Could you write out every record below exactly, leaving out any pictures?

** Start Data supplied **

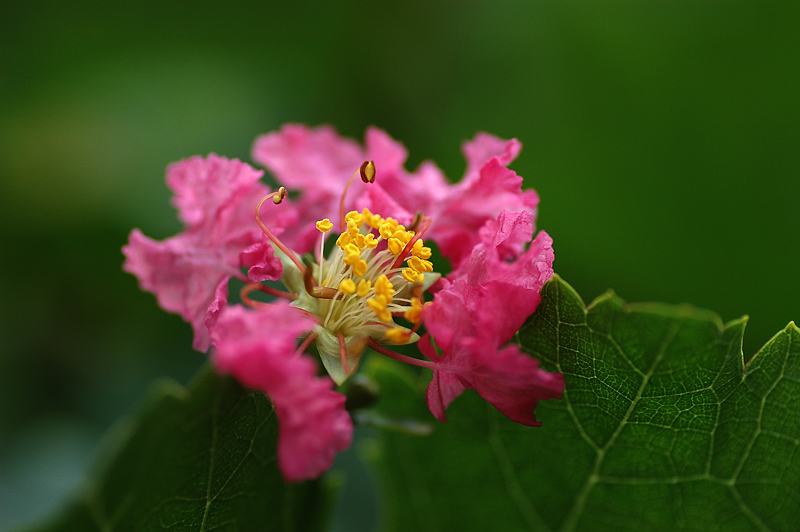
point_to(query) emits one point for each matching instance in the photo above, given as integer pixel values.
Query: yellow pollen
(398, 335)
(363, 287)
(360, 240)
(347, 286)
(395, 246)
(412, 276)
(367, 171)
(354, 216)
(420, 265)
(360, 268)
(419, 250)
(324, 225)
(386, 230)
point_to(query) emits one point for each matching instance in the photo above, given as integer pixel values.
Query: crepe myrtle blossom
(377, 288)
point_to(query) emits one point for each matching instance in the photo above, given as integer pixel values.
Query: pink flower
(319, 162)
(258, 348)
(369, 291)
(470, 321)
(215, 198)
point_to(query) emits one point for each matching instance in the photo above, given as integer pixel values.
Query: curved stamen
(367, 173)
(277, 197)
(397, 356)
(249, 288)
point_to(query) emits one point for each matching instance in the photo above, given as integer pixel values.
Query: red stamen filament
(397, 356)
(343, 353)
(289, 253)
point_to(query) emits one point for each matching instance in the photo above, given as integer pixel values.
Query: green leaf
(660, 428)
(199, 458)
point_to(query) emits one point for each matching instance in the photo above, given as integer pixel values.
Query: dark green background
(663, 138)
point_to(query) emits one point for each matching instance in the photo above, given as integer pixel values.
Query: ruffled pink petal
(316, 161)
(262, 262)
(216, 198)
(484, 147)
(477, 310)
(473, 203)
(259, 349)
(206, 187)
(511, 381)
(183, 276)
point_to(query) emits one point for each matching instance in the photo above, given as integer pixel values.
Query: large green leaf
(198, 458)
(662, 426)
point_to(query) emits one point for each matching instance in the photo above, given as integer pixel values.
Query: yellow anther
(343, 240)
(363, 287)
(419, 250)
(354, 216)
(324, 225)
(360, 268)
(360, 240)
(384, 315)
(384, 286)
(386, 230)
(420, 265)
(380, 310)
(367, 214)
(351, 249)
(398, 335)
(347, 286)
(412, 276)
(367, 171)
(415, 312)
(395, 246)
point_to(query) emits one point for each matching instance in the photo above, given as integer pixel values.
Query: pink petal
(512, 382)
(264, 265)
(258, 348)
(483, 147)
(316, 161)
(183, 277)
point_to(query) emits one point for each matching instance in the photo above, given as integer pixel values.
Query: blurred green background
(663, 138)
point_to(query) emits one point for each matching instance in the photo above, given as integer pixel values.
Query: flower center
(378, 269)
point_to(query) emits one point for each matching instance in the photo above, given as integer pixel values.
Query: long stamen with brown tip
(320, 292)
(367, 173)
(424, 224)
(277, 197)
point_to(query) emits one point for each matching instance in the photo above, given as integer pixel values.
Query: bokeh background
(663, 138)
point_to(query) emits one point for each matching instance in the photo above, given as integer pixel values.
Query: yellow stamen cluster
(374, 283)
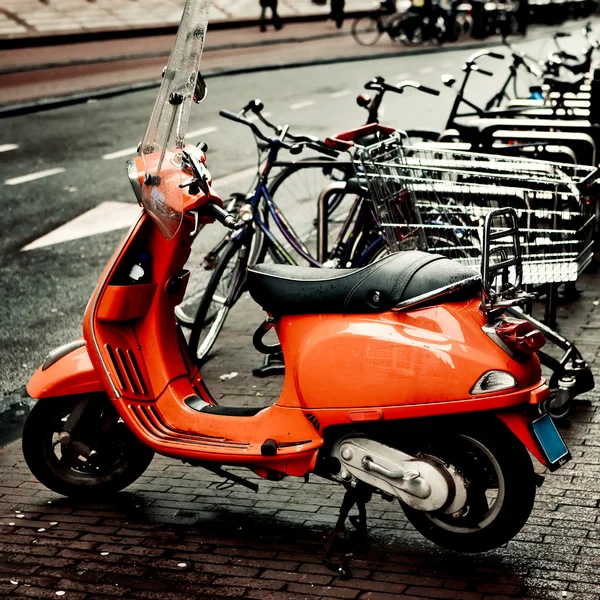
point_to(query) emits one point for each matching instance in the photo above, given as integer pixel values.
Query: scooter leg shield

** End Data supplied **

● **Completed task**:
point_to(query) emits one point for each matching instance in the photo above, given as integer pixel values.
Query: yellow pollen
(398, 335)
(363, 287)
(360, 240)
(347, 286)
(395, 246)
(412, 276)
(367, 171)
(354, 216)
(420, 265)
(360, 268)
(419, 250)
(324, 225)
(386, 230)
point_to(query) emits one point for each matching instance in the photo above, given as integer pixel values.
Query: crepe myrtle blossom
(377, 288)
point_to(query) emits one point for each matching instance in the photo above, given as integer pixel values.
Query: pink flower
(319, 162)
(258, 348)
(369, 291)
(470, 321)
(215, 198)
point_to(query) emits one point for each matching instance in the photo above, given as integer pixel values.
Query: curved stamen
(367, 173)
(277, 197)
(397, 356)
(249, 288)
point_to(query) emits one point for each matching instance in the photo above, given as integer pixel values.
Query: red stamen filament
(397, 356)
(343, 353)
(289, 253)
point_to(query) emits one point for each matching instance in the photo above, given as integer pixel values.
Query: green leaf
(660, 428)
(199, 458)
point_to(query) emits one point for each matching instance in the photo above, given as integer pixel values.
Query: dark green background
(663, 138)
point_to(query) emits one point for each matching instance in the photo above, given as integer pixel values.
Query: ruffled pink petal
(316, 161)
(262, 262)
(216, 198)
(484, 147)
(477, 310)
(473, 203)
(259, 349)
(206, 187)
(511, 381)
(183, 276)
point_to(query) emits one point for each matching instance in the photo above, given as integer pixel values.
Query: large green leaf
(198, 458)
(662, 426)
point_to(query) emits one point for each matching instance in the photo above, given as integer pixel values.
Query: yellow anther
(343, 240)
(363, 287)
(419, 250)
(354, 216)
(324, 225)
(360, 268)
(360, 240)
(384, 315)
(384, 286)
(386, 230)
(420, 265)
(380, 310)
(367, 214)
(351, 249)
(398, 335)
(347, 286)
(412, 276)
(367, 171)
(415, 312)
(395, 246)
point_to(query) emits one point for each matching instance in the photo above, given as integer pixel values.
Query: pink petal
(512, 382)
(264, 265)
(258, 348)
(483, 147)
(316, 161)
(183, 277)
point_to(query) emits one point for each matching instance in the photo above, given as integer pixel values.
Query: blurred green background
(663, 138)
point_to(query) emits one point for each matching instance in the photo above, given as integer pixel values.
Query: flower center
(378, 269)
point_to(query) emits one point for each matching instance in the photo above, given as integer pixel values.
Query: long stamen with brown tip
(320, 292)
(367, 173)
(424, 224)
(277, 197)
point_to(query) emits one point for each matching instance in the photo above, given as integer pixel values.
Query: bokeh background
(663, 138)
point_to(query) emits one point for each matching instance in the photo above, given as integer pixel values.
Query: yellow stamen cluster
(374, 283)
point_to(query) emits one point for each matching instance in the photo above, given as integer pixel values.
Query: scooter leg shield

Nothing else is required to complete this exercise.